[Start of section]

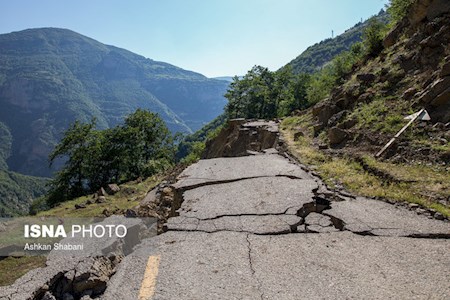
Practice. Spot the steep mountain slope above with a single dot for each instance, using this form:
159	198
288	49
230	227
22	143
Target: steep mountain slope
318	55
50	77
341	136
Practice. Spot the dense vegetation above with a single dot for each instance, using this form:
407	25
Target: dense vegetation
191	147
17	191
265	94
397	9
139	148
319	55
51	77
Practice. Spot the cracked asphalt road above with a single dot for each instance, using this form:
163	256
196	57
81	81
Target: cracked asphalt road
253	228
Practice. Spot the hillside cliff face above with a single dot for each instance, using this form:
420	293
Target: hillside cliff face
411	73
52	77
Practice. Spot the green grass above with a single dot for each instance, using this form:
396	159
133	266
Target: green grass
128	197
15	267
403	183
382	115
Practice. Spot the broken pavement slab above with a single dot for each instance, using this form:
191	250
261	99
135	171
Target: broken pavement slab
256	196
223	170
366	216
233	265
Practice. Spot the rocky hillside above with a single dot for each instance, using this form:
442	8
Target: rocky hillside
341	135
411	73
50	77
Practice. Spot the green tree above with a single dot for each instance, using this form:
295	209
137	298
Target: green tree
397	9
373	36
141	147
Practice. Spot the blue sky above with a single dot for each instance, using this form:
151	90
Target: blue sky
212	37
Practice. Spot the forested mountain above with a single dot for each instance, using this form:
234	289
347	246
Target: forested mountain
51	77
318	55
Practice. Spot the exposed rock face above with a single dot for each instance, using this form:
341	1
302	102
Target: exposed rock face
242	136
336	135
414	69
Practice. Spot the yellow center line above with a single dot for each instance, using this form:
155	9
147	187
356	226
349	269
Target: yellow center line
149	282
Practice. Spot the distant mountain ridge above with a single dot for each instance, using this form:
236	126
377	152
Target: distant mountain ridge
51	77
318	55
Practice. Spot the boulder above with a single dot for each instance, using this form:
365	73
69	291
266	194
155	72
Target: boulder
102	192
298	135
101	199
437	8
336	135
393	35
434	90
324	111
445	71
80	206
409	93
366	77
112	188
441	99
48	296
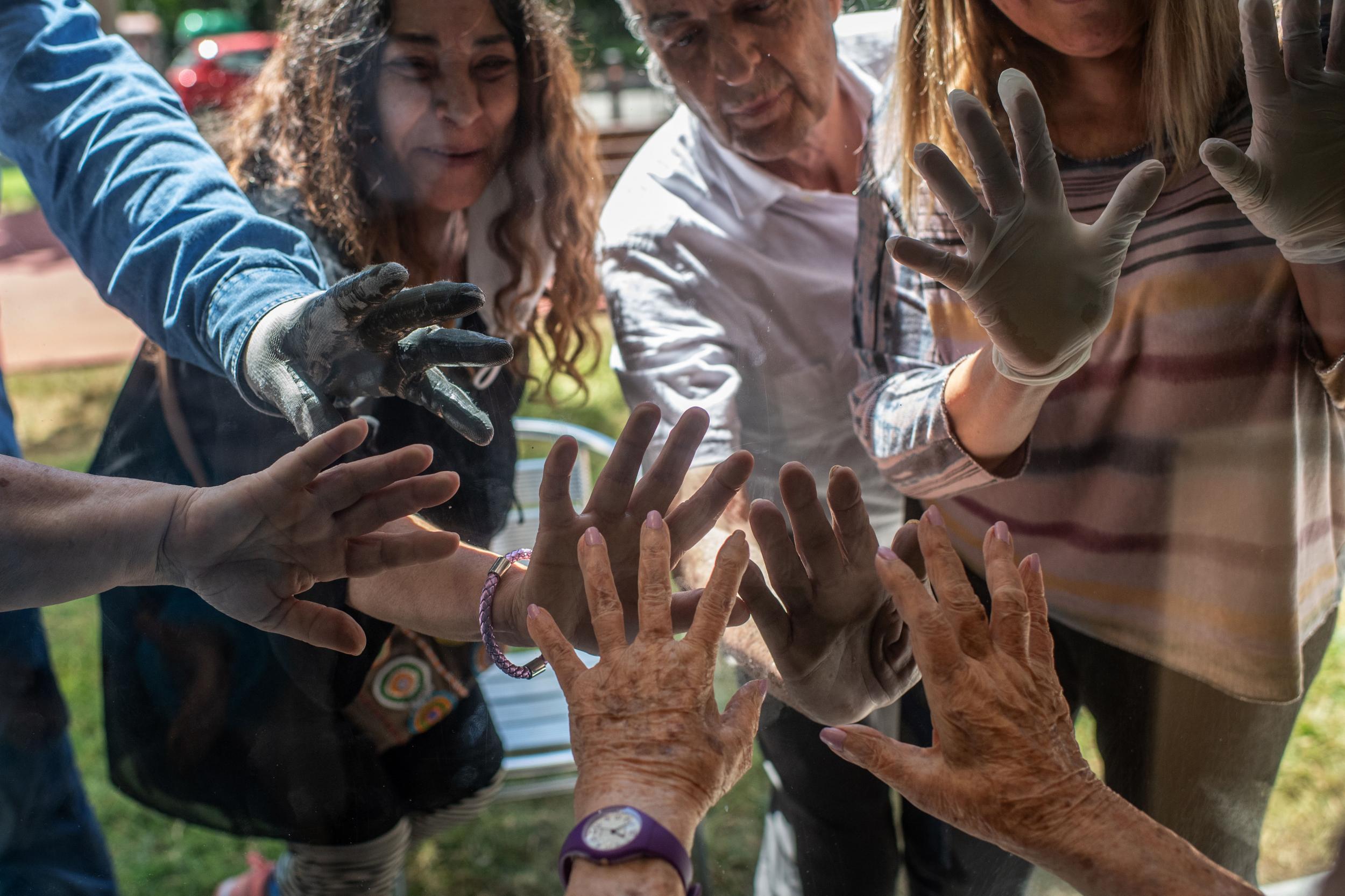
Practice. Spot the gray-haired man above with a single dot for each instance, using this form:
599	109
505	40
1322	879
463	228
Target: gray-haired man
728	259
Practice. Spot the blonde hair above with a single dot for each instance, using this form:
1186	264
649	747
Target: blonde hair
1191	52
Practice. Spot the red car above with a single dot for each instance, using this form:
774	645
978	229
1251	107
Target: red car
210	72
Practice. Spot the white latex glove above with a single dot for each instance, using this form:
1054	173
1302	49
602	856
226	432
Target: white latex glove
1292	179
1039	282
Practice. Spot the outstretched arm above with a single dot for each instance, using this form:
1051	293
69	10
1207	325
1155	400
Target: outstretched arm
246	546
1005	765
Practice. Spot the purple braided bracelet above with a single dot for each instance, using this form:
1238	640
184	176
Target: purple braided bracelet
493	579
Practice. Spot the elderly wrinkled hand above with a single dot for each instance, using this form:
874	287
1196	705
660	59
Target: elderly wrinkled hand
645	727
369	338
1039	282
1292	179
618	508
1005	765
251	545
834	634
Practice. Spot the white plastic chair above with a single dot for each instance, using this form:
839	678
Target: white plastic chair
532	716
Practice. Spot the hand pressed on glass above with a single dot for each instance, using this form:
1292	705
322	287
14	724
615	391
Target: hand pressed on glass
251	545
1039	282
837	642
645	727
618	508
1292	179
1005	765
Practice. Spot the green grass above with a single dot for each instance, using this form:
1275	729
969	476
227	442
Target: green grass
15	195
510	852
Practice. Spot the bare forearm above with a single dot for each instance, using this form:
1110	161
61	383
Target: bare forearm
66	536
992	416
1321	290
639	878
1114	848
443	599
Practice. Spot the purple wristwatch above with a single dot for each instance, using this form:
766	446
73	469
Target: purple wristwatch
620	835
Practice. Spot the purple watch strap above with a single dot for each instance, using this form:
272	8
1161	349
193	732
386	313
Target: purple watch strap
653	841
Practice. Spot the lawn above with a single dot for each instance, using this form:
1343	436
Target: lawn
510	852
15	195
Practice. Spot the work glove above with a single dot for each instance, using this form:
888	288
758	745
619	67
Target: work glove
1040	283
1292	179
366	337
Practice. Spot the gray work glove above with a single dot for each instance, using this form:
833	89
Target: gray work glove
366	337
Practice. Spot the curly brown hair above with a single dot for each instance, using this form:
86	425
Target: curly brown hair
310	125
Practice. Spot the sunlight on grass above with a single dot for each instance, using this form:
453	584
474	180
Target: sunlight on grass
15	195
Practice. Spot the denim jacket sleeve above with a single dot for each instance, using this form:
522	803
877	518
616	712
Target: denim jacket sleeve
143	203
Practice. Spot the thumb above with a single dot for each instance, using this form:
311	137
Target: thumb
1233	168
298	401
315	624
1136	194
904	767
744	711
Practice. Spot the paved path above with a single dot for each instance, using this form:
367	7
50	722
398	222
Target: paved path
50	315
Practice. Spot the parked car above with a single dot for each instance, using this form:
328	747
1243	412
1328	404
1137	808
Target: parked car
210	72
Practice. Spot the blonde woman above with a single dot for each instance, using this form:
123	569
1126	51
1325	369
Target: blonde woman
1139	372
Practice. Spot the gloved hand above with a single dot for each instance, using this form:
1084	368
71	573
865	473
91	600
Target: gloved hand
1292	179
1039	282
366	337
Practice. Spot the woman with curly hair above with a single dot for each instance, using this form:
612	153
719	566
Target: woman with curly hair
443	135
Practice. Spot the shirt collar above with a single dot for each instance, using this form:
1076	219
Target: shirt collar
751	187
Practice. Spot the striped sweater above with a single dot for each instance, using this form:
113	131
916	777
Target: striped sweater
1185	489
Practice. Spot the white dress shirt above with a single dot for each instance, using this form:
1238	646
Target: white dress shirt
731	290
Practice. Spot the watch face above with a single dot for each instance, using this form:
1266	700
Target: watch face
612	830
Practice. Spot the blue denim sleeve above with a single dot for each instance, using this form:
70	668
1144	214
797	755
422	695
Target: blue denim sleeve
143	203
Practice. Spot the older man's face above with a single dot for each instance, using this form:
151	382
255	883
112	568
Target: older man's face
759	73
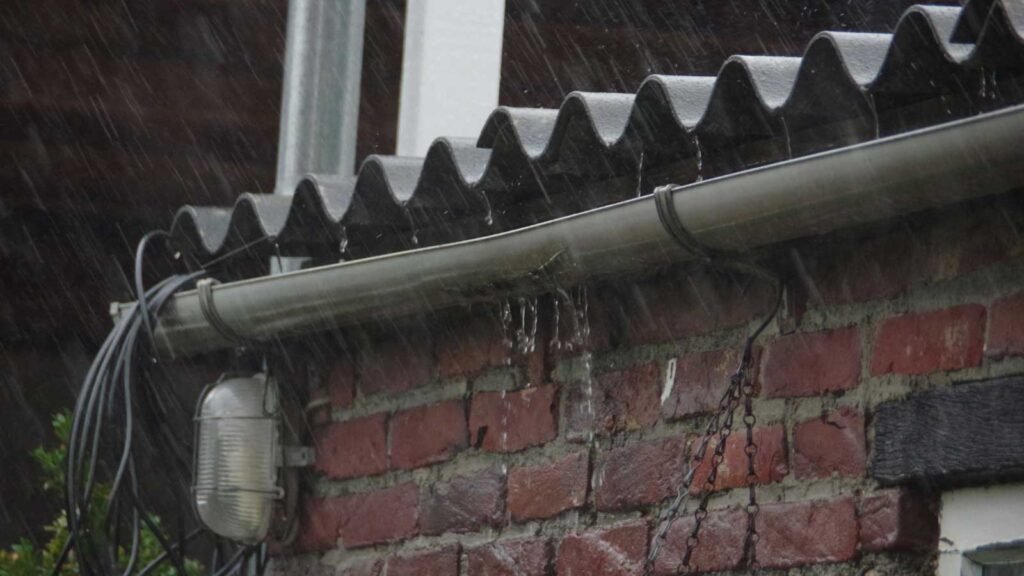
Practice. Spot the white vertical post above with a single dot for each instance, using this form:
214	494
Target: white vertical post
451	70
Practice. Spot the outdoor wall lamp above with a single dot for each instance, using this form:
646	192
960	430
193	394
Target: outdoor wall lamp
244	477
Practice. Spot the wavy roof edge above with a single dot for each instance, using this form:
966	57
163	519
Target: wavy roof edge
844	78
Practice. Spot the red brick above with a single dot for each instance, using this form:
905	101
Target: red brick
317	525
1006	327
373	518
919	343
353	448
830	444
471	344
465	503
512	421
427	435
360	568
395	363
639	474
674	307
525	557
795	534
442	562
770	463
811	364
614	402
545	490
898	520
304	566
722	537
615	550
701	379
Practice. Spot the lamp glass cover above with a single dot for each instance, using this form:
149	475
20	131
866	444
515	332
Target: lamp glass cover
237	456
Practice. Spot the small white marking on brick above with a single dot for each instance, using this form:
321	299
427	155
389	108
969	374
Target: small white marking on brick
670	380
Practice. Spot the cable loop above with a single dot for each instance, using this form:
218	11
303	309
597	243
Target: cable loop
204	289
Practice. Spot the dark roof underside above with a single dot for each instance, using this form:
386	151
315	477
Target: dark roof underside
529	165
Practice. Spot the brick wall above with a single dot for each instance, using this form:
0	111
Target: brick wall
449	447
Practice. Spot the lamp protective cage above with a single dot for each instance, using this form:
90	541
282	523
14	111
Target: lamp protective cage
237	459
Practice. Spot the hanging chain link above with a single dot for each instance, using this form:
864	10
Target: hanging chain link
740	389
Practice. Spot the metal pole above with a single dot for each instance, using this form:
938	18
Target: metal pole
807	196
321	95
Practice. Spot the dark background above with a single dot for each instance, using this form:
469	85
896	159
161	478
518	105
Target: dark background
114	114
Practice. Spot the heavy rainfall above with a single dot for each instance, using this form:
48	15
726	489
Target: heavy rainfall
584	227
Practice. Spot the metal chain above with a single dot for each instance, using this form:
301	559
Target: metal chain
741	388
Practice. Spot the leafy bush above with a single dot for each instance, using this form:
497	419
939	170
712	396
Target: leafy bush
24	559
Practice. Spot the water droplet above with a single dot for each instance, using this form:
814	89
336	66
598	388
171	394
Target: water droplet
640	176
488	218
343	244
698	157
788	142
505	314
875	114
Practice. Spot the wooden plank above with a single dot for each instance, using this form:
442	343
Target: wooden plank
968	434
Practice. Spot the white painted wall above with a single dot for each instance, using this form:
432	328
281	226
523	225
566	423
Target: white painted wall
978	517
451	70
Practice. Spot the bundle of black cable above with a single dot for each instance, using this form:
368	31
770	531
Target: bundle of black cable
118	404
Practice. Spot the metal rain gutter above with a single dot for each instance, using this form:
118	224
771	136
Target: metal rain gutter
807	196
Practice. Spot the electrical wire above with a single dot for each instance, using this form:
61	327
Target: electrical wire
103	429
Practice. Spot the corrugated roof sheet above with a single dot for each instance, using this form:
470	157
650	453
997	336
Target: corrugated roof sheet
529	165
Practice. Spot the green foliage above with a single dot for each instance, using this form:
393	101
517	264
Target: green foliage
24	559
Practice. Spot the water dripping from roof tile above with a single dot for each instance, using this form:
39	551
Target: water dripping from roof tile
505	314
640	176
412	227
343	243
488	217
698	157
535	320
875	115
555	343
520	332
788	141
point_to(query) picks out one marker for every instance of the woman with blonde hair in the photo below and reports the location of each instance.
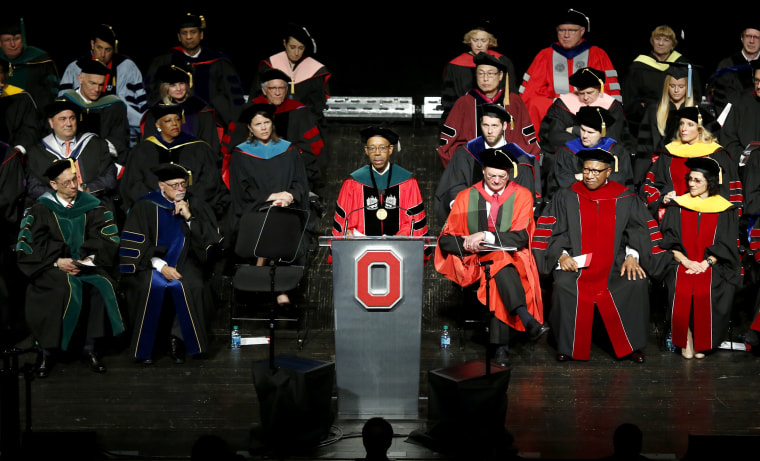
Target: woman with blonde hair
(459, 73)
(664, 180)
(644, 82)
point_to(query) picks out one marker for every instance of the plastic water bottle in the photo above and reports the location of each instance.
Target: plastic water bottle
(669, 341)
(235, 338)
(445, 338)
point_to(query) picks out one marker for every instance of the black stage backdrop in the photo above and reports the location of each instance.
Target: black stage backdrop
(378, 49)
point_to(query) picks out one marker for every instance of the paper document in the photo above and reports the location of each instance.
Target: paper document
(582, 261)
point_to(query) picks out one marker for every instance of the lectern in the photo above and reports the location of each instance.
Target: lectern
(377, 297)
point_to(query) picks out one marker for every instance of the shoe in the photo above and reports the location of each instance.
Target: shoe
(638, 357)
(95, 363)
(177, 350)
(502, 357)
(688, 351)
(536, 330)
(43, 370)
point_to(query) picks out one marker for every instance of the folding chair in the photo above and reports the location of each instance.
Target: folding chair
(276, 236)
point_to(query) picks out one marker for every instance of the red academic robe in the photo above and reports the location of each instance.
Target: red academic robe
(516, 215)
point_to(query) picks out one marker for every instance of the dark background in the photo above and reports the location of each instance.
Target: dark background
(389, 49)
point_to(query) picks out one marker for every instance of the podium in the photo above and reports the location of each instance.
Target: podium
(377, 298)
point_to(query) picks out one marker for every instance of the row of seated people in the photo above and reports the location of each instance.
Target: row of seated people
(603, 252)
(114, 97)
(548, 76)
(177, 216)
(641, 205)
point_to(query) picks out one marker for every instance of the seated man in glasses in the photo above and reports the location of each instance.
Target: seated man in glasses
(169, 237)
(67, 247)
(595, 238)
(380, 198)
(487, 231)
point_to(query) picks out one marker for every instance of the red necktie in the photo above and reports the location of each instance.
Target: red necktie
(493, 212)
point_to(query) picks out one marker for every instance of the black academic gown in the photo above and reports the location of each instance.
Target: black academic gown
(256, 171)
(192, 153)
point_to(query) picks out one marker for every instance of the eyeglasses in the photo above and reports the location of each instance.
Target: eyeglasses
(496, 176)
(177, 185)
(593, 172)
(70, 182)
(491, 74)
(383, 149)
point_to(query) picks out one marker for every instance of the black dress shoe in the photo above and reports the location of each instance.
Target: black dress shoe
(95, 363)
(502, 357)
(43, 370)
(536, 330)
(177, 350)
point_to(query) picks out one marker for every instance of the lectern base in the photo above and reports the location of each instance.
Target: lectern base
(466, 407)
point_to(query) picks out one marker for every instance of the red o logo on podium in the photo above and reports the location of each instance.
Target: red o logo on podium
(379, 278)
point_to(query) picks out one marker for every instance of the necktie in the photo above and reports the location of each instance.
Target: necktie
(76, 162)
(493, 212)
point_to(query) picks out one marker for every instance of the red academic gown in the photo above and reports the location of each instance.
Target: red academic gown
(704, 300)
(601, 224)
(358, 203)
(515, 214)
(549, 73)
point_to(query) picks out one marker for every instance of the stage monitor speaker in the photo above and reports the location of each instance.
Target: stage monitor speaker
(465, 405)
(723, 447)
(295, 403)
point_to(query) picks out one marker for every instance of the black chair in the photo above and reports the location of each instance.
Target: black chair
(274, 235)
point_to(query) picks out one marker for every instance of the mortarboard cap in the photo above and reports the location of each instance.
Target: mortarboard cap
(60, 105)
(484, 58)
(93, 67)
(587, 77)
(597, 155)
(247, 114)
(498, 158)
(191, 20)
(594, 117)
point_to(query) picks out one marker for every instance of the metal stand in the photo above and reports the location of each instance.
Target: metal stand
(487, 268)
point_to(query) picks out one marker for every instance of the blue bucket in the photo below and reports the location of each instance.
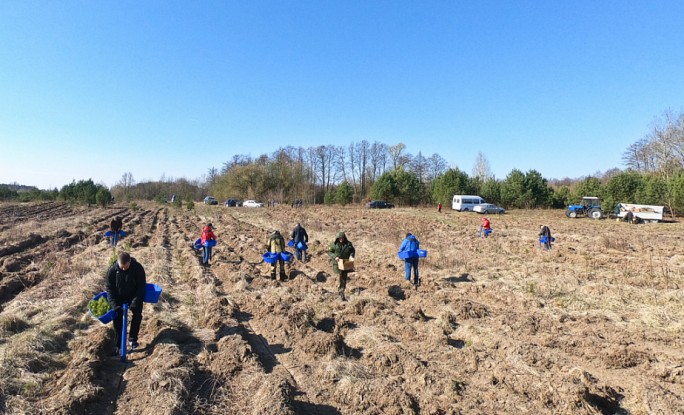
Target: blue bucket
(407, 254)
(271, 257)
(152, 293)
(107, 317)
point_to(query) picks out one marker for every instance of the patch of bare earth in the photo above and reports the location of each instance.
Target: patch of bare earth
(497, 325)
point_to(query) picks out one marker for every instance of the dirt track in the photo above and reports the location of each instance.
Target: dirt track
(498, 326)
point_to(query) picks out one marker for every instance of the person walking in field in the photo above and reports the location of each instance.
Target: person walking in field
(545, 238)
(410, 245)
(486, 227)
(299, 235)
(207, 236)
(126, 285)
(276, 245)
(115, 226)
(341, 248)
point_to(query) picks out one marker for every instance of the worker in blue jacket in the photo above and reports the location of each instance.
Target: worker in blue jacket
(411, 245)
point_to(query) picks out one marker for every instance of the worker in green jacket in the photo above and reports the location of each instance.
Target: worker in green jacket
(341, 248)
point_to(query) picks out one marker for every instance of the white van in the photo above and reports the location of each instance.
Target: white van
(466, 203)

[End of section]

▸ INSTRUCTIONS TO FOLLOW
For each line above that carries the word "below", copy it out.

▸ SOLUTION FOR THIS PROBLEM
point_to(query) picks out one marker for every instance of the woman with blonde hair in the photo below and reports the location of each instance.
point_to(query) picks out one marker for every instance of the blue bucket in the photo below and reports the location of each instance.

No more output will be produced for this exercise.